- **What is being asked**: Reproduce every record exactly.

- **Records for this task**:
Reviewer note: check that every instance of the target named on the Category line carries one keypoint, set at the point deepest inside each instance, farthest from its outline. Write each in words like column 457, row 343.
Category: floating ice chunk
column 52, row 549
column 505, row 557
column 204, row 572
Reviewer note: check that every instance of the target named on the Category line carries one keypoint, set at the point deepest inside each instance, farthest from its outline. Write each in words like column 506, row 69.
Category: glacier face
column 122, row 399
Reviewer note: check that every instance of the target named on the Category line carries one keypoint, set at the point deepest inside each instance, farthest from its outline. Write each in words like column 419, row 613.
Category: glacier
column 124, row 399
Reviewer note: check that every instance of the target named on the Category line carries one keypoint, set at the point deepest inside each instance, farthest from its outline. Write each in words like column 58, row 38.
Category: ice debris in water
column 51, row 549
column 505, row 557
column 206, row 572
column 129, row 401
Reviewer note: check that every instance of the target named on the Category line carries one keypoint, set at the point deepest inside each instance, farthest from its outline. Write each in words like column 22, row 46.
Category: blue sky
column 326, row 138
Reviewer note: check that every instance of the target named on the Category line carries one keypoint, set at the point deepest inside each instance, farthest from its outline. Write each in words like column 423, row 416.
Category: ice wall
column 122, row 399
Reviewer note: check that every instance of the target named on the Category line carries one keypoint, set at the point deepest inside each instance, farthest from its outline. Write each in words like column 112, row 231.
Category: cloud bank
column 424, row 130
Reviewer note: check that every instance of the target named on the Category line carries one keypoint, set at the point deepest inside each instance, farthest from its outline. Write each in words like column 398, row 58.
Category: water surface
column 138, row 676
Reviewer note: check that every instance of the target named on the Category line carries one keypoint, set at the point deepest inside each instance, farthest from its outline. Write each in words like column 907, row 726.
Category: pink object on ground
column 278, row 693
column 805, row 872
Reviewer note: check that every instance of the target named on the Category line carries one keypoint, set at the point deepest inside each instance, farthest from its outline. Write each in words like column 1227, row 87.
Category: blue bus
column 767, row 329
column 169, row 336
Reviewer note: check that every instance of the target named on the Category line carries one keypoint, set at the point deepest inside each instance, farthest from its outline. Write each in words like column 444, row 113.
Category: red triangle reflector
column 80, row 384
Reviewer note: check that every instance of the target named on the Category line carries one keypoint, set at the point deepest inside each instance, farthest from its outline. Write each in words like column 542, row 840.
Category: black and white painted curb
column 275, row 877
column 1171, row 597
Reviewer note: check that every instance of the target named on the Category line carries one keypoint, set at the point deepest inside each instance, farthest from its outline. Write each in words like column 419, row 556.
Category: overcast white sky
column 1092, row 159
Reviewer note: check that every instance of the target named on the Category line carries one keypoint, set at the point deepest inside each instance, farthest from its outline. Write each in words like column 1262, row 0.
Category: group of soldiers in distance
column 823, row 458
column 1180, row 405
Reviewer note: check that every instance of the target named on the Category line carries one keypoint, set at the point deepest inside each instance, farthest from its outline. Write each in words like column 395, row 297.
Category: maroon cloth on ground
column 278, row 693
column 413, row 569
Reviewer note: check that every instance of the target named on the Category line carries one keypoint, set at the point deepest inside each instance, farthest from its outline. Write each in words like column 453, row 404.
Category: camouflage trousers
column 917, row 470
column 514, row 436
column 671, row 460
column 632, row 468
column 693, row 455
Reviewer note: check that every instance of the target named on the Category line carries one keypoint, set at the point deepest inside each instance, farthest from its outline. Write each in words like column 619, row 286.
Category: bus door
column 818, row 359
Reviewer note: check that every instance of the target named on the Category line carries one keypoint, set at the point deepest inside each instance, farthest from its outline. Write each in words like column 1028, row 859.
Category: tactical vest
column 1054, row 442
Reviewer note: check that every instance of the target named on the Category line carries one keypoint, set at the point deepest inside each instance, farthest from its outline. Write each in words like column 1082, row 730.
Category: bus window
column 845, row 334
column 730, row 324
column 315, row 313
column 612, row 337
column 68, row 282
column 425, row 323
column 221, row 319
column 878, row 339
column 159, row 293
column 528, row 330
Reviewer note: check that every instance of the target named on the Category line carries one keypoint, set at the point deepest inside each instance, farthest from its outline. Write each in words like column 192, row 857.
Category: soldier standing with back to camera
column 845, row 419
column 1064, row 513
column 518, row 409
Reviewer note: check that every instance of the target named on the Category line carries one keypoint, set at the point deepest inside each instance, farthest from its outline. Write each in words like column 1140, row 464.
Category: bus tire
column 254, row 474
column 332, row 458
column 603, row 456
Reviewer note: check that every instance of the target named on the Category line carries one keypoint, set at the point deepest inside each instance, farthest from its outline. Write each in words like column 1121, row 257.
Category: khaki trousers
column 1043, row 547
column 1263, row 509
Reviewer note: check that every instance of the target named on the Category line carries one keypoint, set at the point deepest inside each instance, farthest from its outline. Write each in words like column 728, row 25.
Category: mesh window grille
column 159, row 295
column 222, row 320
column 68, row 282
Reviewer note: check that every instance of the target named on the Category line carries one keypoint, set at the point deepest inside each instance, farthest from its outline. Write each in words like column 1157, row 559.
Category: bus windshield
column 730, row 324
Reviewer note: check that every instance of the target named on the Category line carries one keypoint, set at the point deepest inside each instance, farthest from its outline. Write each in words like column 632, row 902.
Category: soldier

- **Response area**:
Reviewer note: check that every instance of the target named on the Category line carries one keypoint, set at the point deepest inside each instance, farthest from its outline. Write each in words like column 457, row 343.
Category: floating ice chunk
column 52, row 549
column 505, row 557
column 204, row 572
Reviewer note: check that every instance of the target named on the Category line carries one keypoint, set at the point deepest inside each instance, farthest from its outline. Write each in words like column 506, row 69.
Category: glacier face
column 122, row 399
Reviewer note: check that every instance of the target named on the Category line carries one keypoint, set at the point deepest inside each instance, farthest from its outline. Write each in words like column 419, row 613.
Category: glacier
column 124, row 399
Reviewer note: check that every instance of the target named on the Category line carries one keypoint, set at the point deepest inside each instance, farthest from its outline. Write each in words like column 58, row 38.
Category: ice debris in water
column 51, row 549
column 505, row 557
column 206, row 572
column 129, row 401
Reviewer note: check that every instance of the target named on the Category line carries one keypoint, set at the point deepest inside each instance, farthest from its outline. Write each in words like column 22, row 46.
Category: blue sky
column 326, row 138
Reviewer note: check that every instance of the target named on the Category line carries one keypoint, set at the point deepest inside each instance, farthest from its outline. Write each in words like column 423, row 416.
Category: ice wall
column 122, row 399
Reviewer note: check that every instance of the target named on the Category line carries one keypoint, set at the point deepest inside each instance, farthest from its outline. Write each in words like column 112, row 231.
Category: cloud bank
column 424, row 130
Reviewer note: check that every instance of the target named on the Category line carries one keypoint, set at the point deepest inside each instance, farthest from its outline. Write each in words like column 398, row 58.
Category: water surface
column 138, row 676
Reviewer note: check that every instance of the target named on the Category line carries one keypoint, set at the point deepest inside each instance, farthest from its outline. Write each in words like column 907, row 726.
Category: pink object on ground
column 278, row 693
column 805, row 872
Reviewer note: check that every instance of the target named on the Category line carries one keypoint, set at the point deepest inside each instance, farthest from its outline. Write each in words like column 1227, row 87.
Category: blue bus
column 767, row 329
column 169, row 336
Reviewer note: check that every instance of the target named on the Category line carries one keypoint, set at the point deepest inside each instance, farthest from its outline. Write each in words like column 444, row 113.
Category: red triangle reflector
column 80, row 384
Reviewer note: check that every instance of the target named on the Category line carries one keypoint, set at the point deepest inside each instance, farthest from its outline. Write each in words like column 542, row 840.
Category: black and white painted curb
column 275, row 877
column 1171, row 597
Reviewer note: check that every instance of the target named on the Category line carries one keypoint, set at the point deepest inside each instance, farthest from its outline. Write each in words like column 419, row 556.
Category: overcast white sky
column 1092, row 159
Reviewer note: check that every instance of the target named on the Category line carries one keypoint, set at the point deepest inside each instance, farthest from its outline. Write each in words like column 1262, row 0.
Category: group of soldiers in distance
column 823, row 458
column 1180, row 405
Reviewer note: check that every instance of the target named on the Category line carries one keypoint, set at the point deepest inside each instance, farthest from its outline. Write each in words like column 395, row 297.
Category: maroon cloth on ground
column 278, row 693
column 413, row 569
Reviewer note: check that every instance of the target named on the Category line carries one keypoint, set at the point deepest inside each instance, farthest from its outline. Write each in words like column 453, row 404.
Category: camouflage trousers
column 917, row 470
column 514, row 436
column 671, row 460
column 632, row 468
column 693, row 455
Reviewer note: check that every instance of the target named on the Category line carries one keypoint, set at the point deepest inside each instance, farthest from its outline. Write each in words like column 619, row 286.
Category: bus door
column 818, row 359
Reviewer note: check that every instance of the target named on the Category line carries one keypoint, set at the point deepest inside each instance, farthest from its outline. Write each in words like column 1028, row 859.
Category: tactical vest
column 1054, row 442
Reviewer note: check that every instance of the target named on the Category line carries one keypoint, set at the point deepest inside each instance, farthest from its outline. Write each in words like column 1082, row 730.
Category: bus window
column 845, row 334
column 730, row 324
column 315, row 313
column 612, row 337
column 68, row 282
column 425, row 323
column 221, row 319
column 878, row 339
column 159, row 293
column 528, row 330
Reviewer note: check that every instance of the target named on the Category line carries one keypoint, set at the point deepest inside each instance, farthest from its outline. Write each in words like column 192, row 857.
Category: soldier standing with back to camera
column 845, row 419
column 1064, row 513
column 518, row 409
Reviewer note: check that every instance of the target named on the Category line carries one keypoint, set at the point deepest inside each instance, farthest from its outline. Write each in words like column 1140, row 464.
Category: bus tire
column 254, row 474
column 332, row 458
column 603, row 456
Reviewer note: check that every instance of the target named on the Category line carries one keypoint, set at the point deepest inside each instance, farthest from its outline. Write each in words like column 1121, row 257.
Category: khaki trousers
column 1043, row 547
column 1263, row 509
Reviewer note: check that every instance of the target named on the Category line carries one keypoint, set at the point deepest inside each instance, farthest from its outline. Write each in words like column 728, row 25.
Category: mesh window grille
column 159, row 295
column 222, row 320
column 68, row 282
Reviewer note: check that every instance of the target named on the Category line carries one keypoint, set at the point deepest inside each instance, farthest from its outline. Write each in words like column 1157, row 559.
Category: bus windshield
column 730, row 324
Reviewer note: check that every instance of the target named on the Category line carries one keypoint, set at the point deepest inside each instance, farthest from its outline. Write each in words like column 632, row 902.
Category: soldier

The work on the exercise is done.